*To do*: Reproduce only the part that opens with the line containing "One point marks each instance of the black" and closes with the line containing "x=891, y=29", request line included, and adjust every x and y coordinate in the answers by -113.
--- Start Task data ---
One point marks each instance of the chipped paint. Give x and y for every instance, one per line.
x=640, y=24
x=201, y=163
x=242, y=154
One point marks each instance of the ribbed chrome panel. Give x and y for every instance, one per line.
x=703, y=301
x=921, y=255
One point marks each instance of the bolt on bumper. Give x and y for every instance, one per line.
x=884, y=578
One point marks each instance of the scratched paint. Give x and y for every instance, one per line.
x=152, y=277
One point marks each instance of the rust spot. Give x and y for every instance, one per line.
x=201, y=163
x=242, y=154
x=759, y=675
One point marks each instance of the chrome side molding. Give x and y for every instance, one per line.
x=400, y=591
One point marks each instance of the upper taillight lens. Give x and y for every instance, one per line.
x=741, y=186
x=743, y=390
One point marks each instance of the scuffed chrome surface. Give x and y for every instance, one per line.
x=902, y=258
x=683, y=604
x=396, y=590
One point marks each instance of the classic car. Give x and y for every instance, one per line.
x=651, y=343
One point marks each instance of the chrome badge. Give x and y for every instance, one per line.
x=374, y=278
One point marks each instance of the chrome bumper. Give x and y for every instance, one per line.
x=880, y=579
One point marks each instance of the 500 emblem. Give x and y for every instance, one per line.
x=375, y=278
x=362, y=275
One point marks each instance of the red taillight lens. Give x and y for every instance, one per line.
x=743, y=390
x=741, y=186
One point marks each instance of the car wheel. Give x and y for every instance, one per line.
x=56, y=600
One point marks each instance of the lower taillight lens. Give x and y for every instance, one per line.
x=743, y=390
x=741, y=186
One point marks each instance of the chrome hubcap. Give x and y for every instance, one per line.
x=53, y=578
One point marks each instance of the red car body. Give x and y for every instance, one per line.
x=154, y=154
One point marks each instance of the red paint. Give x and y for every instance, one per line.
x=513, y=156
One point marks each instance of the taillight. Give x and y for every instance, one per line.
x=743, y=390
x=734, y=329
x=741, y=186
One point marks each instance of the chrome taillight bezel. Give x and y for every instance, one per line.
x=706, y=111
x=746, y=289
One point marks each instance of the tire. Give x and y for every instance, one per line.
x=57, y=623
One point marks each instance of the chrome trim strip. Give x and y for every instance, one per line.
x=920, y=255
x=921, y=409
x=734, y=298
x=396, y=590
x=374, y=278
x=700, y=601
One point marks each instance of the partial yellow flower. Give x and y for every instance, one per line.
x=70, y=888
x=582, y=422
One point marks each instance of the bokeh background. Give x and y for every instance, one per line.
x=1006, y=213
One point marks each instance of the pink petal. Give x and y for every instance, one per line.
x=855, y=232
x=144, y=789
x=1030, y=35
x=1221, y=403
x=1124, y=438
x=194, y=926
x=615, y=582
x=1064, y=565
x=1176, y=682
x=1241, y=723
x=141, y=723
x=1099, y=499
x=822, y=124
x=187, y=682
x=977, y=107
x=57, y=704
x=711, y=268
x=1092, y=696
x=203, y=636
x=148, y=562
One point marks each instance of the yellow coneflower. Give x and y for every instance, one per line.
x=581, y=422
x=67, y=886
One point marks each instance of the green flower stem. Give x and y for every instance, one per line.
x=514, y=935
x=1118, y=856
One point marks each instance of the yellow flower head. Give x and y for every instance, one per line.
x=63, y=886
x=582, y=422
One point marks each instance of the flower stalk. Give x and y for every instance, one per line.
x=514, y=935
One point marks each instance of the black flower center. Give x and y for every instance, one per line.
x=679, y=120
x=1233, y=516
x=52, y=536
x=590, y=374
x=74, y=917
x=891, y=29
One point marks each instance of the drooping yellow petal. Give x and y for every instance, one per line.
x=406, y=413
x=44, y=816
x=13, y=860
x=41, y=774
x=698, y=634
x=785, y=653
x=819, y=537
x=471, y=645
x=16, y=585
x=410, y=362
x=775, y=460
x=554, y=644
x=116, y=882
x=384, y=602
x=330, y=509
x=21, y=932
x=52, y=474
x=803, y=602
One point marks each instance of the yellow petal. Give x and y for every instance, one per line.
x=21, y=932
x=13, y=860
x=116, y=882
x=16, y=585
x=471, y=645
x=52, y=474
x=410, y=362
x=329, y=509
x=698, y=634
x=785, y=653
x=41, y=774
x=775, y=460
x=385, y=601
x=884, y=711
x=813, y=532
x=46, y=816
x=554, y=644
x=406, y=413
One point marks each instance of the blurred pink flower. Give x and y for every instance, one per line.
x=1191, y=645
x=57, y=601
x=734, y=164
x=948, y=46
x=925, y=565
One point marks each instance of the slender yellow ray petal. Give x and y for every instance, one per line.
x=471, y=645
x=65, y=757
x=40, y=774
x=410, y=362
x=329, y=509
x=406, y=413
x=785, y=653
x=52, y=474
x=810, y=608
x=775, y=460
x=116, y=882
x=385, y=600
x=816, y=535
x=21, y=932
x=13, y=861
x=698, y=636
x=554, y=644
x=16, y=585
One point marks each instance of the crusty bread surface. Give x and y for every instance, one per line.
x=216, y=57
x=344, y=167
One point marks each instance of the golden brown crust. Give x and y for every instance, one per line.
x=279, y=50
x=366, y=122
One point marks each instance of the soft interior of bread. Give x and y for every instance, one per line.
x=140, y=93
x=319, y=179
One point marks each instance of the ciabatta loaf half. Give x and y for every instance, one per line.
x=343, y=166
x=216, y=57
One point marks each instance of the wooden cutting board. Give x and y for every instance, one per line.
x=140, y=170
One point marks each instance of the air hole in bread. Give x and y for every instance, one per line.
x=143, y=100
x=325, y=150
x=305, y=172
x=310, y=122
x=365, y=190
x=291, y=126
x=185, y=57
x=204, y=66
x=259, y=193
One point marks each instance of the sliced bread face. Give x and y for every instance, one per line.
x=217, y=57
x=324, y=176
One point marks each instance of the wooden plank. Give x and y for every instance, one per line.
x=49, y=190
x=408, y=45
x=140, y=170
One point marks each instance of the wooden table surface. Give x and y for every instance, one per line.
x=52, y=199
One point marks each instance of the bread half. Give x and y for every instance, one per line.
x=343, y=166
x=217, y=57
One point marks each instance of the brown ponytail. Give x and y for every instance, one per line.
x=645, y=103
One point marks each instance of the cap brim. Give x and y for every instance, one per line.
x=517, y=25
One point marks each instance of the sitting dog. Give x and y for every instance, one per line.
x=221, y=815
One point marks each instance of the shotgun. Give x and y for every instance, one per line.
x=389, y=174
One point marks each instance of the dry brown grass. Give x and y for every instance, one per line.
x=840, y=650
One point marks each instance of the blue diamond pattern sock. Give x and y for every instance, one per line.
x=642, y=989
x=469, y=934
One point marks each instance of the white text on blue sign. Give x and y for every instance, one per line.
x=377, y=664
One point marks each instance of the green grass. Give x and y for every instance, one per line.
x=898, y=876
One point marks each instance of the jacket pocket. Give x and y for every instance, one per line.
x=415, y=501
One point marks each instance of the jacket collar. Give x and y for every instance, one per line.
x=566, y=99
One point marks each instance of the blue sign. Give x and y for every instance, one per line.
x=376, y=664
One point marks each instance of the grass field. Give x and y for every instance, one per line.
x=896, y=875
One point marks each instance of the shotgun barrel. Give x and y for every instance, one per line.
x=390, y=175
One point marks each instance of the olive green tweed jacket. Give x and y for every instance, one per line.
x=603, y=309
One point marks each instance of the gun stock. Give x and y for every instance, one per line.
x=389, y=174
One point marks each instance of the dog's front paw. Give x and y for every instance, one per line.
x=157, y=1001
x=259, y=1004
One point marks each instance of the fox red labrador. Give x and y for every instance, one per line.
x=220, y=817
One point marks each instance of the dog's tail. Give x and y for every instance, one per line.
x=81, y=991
--- End Task data ---
*Worked solution*:
One point marks each instance of the black flower center. Give x and y for every instance, one per line.
x=566, y=7
x=1120, y=403
x=-61, y=423
x=477, y=261
x=-39, y=804
x=778, y=-84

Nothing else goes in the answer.